-- START DATA PROVIDED --

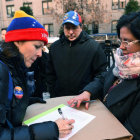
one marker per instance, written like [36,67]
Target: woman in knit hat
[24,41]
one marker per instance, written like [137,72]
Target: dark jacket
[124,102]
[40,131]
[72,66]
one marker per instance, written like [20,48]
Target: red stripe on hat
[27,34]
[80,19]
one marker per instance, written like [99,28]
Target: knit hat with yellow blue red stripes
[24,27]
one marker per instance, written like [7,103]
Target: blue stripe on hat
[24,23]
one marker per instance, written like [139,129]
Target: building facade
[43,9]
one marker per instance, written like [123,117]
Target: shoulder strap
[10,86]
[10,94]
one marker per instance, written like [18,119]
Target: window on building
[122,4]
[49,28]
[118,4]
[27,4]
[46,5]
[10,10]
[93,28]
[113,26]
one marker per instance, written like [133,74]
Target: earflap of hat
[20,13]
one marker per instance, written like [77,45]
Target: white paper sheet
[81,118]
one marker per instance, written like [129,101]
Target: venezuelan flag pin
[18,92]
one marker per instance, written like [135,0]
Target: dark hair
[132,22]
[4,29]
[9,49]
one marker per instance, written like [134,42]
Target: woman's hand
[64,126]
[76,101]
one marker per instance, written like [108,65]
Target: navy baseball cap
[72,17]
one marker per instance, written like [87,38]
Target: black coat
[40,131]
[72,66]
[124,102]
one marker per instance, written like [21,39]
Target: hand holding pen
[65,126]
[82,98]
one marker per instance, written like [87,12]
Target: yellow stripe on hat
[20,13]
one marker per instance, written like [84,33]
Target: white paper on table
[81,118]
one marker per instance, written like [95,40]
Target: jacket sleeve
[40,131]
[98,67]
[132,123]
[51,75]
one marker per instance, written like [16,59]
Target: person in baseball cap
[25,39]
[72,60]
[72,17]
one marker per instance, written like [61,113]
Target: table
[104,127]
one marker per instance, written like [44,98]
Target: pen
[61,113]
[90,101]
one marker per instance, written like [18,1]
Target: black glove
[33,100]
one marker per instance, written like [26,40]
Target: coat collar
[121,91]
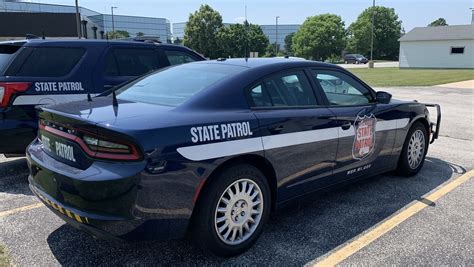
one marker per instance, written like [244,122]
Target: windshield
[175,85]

-- END DATA PROVIDED --

» EXERCISE
Rewrite every line between the one holding "one marker per instance, written like [133,74]" and the end of the lines above, inclusive, and shift each answer point by adding 4 to both of its coordinates. Copy all other lines, including their sample markers, without change, and leave the pictures out.

» IN RESPONSE
one marker per instance, written like [133,74]
Target: earflap of hat
[24,17]
one marker per instance, written like [77,45]
Target: white paper sheet
[85,122]
one marker per instance, written like [129,101]
Target: venezuelan flag pin
[22,96]
one marker per instance, written like [135,0]
Target: dark hair
[136,26]
[8,33]
[13,53]
one marker per instance, written like [134,42]
Target: woman's hand
[68,130]
[80,105]
one marker per instance, written like [108,65]
Target: navy baseball cap
[76,21]
one marker per instance, written like [87,38]
Target: black coat
[44,135]
[76,70]
[128,106]
one marker per instance, written like [21,39]
Target: hand holding pen
[69,130]
[86,102]
one marker per instance, written like [87,12]
Target: yellow stripe on hat
[24,17]
one marker per instance, written like [84,33]
Target: white paper on table
[85,122]
one marker per instance, written like [95,40]
Target: jacket sleeve
[44,135]
[102,71]
[136,127]
[55,79]
one marker per instance, written like [16,59]
Target: person in baseball cap
[29,43]
[76,64]
[76,21]
one marker per instance, written like [61,113]
Target: table
[108,131]
one marker per instance, written like [44,98]
Target: pen
[65,117]
[94,105]
one marker per instance, written like [18,1]
Target: black glove
[37,104]
one marker per instance, written like [26,40]
Target: coat collar
[125,95]
one marker per instance, written like [244,122]
Target: windshield
[179,89]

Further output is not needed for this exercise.